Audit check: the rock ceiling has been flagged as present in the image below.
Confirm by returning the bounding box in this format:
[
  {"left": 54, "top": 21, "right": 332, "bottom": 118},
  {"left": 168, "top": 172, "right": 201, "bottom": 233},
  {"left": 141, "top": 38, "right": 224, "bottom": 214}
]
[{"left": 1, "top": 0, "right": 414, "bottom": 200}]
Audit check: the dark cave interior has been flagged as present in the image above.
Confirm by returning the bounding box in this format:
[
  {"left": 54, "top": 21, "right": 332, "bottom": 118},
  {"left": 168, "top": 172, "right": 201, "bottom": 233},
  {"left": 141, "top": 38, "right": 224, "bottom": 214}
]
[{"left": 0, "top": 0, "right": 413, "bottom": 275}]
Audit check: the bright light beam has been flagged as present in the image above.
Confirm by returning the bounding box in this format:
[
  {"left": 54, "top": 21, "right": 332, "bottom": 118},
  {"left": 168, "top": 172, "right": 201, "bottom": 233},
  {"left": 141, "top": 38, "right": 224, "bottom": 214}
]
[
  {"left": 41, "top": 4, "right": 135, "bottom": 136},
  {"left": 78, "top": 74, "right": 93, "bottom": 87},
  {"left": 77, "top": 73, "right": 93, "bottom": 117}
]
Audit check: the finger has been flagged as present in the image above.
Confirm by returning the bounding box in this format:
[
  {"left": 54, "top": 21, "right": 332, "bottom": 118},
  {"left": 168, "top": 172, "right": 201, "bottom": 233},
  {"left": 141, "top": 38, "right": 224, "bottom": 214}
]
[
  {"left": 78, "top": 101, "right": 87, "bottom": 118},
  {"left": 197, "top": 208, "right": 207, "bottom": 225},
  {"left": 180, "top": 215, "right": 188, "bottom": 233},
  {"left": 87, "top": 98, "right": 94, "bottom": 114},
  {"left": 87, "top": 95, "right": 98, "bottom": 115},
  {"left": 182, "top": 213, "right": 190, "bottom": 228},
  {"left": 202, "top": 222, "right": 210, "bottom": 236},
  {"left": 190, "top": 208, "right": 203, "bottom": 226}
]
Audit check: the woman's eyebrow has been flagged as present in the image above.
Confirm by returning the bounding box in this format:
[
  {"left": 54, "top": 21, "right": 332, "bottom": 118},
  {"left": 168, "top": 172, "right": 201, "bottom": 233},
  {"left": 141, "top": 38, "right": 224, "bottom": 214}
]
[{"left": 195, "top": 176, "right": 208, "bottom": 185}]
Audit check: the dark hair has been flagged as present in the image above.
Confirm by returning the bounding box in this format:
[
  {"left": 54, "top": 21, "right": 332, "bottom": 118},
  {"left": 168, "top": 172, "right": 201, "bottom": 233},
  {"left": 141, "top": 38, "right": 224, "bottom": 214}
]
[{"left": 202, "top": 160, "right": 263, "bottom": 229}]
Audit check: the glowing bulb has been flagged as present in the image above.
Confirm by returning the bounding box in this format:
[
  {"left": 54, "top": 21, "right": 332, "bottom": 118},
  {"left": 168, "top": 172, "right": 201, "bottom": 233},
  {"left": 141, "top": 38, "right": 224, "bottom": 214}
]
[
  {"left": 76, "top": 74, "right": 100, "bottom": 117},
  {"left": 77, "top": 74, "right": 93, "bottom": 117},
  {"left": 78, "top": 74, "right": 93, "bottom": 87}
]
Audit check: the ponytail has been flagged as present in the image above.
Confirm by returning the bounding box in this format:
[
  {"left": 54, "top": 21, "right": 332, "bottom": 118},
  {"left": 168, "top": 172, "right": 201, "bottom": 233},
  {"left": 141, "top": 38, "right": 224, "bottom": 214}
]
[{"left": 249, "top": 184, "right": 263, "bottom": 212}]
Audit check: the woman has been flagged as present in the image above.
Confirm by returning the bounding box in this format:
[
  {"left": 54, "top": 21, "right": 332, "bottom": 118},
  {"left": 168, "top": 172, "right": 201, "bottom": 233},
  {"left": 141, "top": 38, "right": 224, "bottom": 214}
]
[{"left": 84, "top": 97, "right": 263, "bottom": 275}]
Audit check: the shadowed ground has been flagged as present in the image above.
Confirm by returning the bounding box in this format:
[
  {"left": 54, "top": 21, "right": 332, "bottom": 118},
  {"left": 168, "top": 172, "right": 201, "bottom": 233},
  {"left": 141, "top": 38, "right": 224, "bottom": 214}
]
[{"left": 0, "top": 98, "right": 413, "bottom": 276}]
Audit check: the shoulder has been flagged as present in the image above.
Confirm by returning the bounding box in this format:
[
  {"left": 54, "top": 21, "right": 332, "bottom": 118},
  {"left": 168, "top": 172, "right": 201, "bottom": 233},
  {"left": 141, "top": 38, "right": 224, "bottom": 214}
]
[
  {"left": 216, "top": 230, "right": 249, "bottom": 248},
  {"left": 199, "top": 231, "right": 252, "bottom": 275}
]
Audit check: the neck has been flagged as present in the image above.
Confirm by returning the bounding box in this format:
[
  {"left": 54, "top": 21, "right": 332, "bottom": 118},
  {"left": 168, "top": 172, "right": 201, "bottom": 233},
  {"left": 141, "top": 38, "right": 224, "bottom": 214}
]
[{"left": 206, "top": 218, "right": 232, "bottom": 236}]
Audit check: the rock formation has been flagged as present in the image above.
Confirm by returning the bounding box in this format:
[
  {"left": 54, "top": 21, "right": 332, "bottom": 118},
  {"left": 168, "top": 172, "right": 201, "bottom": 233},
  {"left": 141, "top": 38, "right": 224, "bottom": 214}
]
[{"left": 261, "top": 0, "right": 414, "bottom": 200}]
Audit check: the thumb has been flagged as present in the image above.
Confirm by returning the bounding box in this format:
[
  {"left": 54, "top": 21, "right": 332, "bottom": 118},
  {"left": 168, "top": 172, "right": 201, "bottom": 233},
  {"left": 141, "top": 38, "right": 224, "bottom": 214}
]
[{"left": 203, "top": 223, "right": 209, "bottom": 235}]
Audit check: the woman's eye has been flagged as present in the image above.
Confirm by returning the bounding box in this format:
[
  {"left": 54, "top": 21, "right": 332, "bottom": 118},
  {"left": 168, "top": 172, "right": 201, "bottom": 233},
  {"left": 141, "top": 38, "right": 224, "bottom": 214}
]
• • • •
* PROBLEM DESCRIPTION *
Give the data back in full, exactly as written.

* TASK SOLUTION *
Audit check: the rock ceiling has been flagged as present in the image below.
Confirm by returning the bounding box in this format:
[
  {"left": 54, "top": 21, "right": 332, "bottom": 118},
  {"left": 168, "top": 172, "right": 201, "bottom": 233},
  {"left": 141, "top": 38, "right": 224, "bottom": 214}
]
[{"left": 1, "top": 0, "right": 414, "bottom": 200}]
Audit check: the dark cave interior has been flagged as present in the image above.
Confirm by returning the bounding box in this format:
[
  {"left": 54, "top": 21, "right": 332, "bottom": 118},
  {"left": 168, "top": 172, "right": 201, "bottom": 233},
  {"left": 141, "top": 38, "right": 224, "bottom": 214}
]
[{"left": 0, "top": 0, "right": 413, "bottom": 275}]
Audit check: the bright light beam has been flagged as present in the image above.
Confirm by returning the bounding box in this format:
[
  {"left": 54, "top": 21, "right": 332, "bottom": 118},
  {"left": 168, "top": 172, "right": 201, "bottom": 233},
  {"left": 141, "top": 38, "right": 224, "bottom": 214}
]
[
  {"left": 41, "top": 4, "right": 135, "bottom": 136},
  {"left": 78, "top": 74, "right": 93, "bottom": 87},
  {"left": 77, "top": 73, "right": 93, "bottom": 117}
]
Audit check: the finger has been flagged as present in the image above.
Confirm by returning the bounding box in this format:
[
  {"left": 54, "top": 21, "right": 332, "bottom": 118},
  {"left": 168, "top": 172, "right": 201, "bottom": 233},
  {"left": 141, "top": 38, "right": 224, "bottom": 214}
]
[
  {"left": 78, "top": 101, "right": 87, "bottom": 118},
  {"left": 197, "top": 208, "right": 207, "bottom": 225},
  {"left": 180, "top": 215, "right": 188, "bottom": 233},
  {"left": 87, "top": 98, "right": 94, "bottom": 114},
  {"left": 87, "top": 95, "right": 98, "bottom": 115},
  {"left": 182, "top": 213, "right": 190, "bottom": 228},
  {"left": 202, "top": 222, "right": 210, "bottom": 236},
  {"left": 190, "top": 208, "right": 203, "bottom": 226}
]
Audit check: the woman's eyebrow has been flagged as present in the image above.
Confirm by returning the bounding box in this format:
[
  {"left": 54, "top": 21, "right": 332, "bottom": 118},
  {"left": 168, "top": 172, "right": 201, "bottom": 233},
  {"left": 141, "top": 38, "right": 224, "bottom": 214}
]
[{"left": 195, "top": 176, "right": 208, "bottom": 185}]
Audit check: the dark hair has been flagged as present in the image above.
Confirm by returning the bounding box in this format:
[
  {"left": 54, "top": 21, "right": 332, "bottom": 118},
  {"left": 168, "top": 172, "right": 201, "bottom": 233},
  {"left": 141, "top": 38, "right": 224, "bottom": 214}
]
[{"left": 202, "top": 160, "right": 263, "bottom": 229}]
Audit check: the glowing bulb has been flagged as present in the image above.
Confirm by returning the bounding box in this format:
[
  {"left": 54, "top": 21, "right": 332, "bottom": 118},
  {"left": 168, "top": 172, "right": 201, "bottom": 233},
  {"left": 141, "top": 38, "right": 224, "bottom": 214}
]
[
  {"left": 76, "top": 74, "right": 100, "bottom": 117},
  {"left": 77, "top": 74, "right": 93, "bottom": 117},
  {"left": 78, "top": 74, "right": 93, "bottom": 87}
]
Audit check: the ponytail has been flagged as present in the image above.
Confirm by returning the bounding box in this format:
[
  {"left": 54, "top": 21, "right": 332, "bottom": 118},
  {"left": 168, "top": 172, "right": 201, "bottom": 233},
  {"left": 141, "top": 38, "right": 224, "bottom": 214}
]
[{"left": 249, "top": 184, "right": 263, "bottom": 212}]
Audit check: the woman has been flagged as present in the image above.
Confirm by returning the bounding box in this format:
[
  {"left": 54, "top": 21, "right": 332, "bottom": 118},
  {"left": 168, "top": 172, "right": 201, "bottom": 233},
  {"left": 141, "top": 38, "right": 224, "bottom": 214}
]
[{"left": 84, "top": 97, "right": 263, "bottom": 275}]
Audit check: the shadowed ground has been flagged as present in the image above.
Confirm by returning the bounding box in this format:
[
  {"left": 54, "top": 21, "right": 332, "bottom": 118},
  {"left": 168, "top": 172, "right": 201, "bottom": 233},
  {"left": 141, "top": 38, "right": 224, "bottom": 214}
]
[{"left": 0, "top": 98, "right": 413, "bottom": 276}]
Audit check: the shoulder has been flagged as present in the image above.
Confirm by returning the bounding box in this format:
[
  {"left": 54, "top": 21, "right": 332, "bottom": 118},
  {"left": 168, "top": 172, "right": 201, "bottom": 233},
  {"left": 141, "top": 38, "right": 224, "bottom": 214}
]
[
  {"left": 216, "top": 230, "right": 249, "bottom": 248},
  {"left": 199, "top": 231, "right": 252, "bottom": 275}
]
Audit check: the neck has been flagged as present in the image above.
Confirm by returning the bounding box in this format:
[
  {"left": 54, "top": 21, "right": 332, "bottom": 118},
  {"left": 168, "top": 172, "right": 201, "bottom": 233},
  {"left": 141, "top": 38, "right": 224, "bottom": 214}
]
[{"left": 206, "top": 218, "right": 232, "bottom": 236}]
Audit check: the rock formation has been flagged as present in the image above.
Confirm by returning the bounding box in this format:
[
  {"left": 54, "top": 21, "right": 332, "bottom": 118},
  {"left": 168, "top": 172, "right": 201, "bottom": 233},
  {"left": 141, "top": 38, "right": 224, "bottom": 214}
]
[{"left": 261, "top": 0, "right": 414, "bottom": 200}]
Audit check: the thumb has been flagged as present in the image above.
Confirm by returning the bounding box in this format:
[
  {"left": 54, "top": 21, "right": 332, "bottom": 118},
  {"left": 168, "top": 172, "right": 201, "bottom": 233},
  {"left": 141, "top": 38, "right": 224, "bottom": 214}
]
[{"left": 203, "top": 223, "right": 209, "bottom": 235}]
Audit check: the woman's eye has been flagged as present in the image above.
Confirm by returning the bounding box in this format:
[
  {"left": 54, "top": 21, "right": 332, "bottom": 118},
  {"left": 168, "top": 172, "right": 201, "bottom": 233},
  {"left": 141, "top": 38, "right": 224, "bottom": 214}
]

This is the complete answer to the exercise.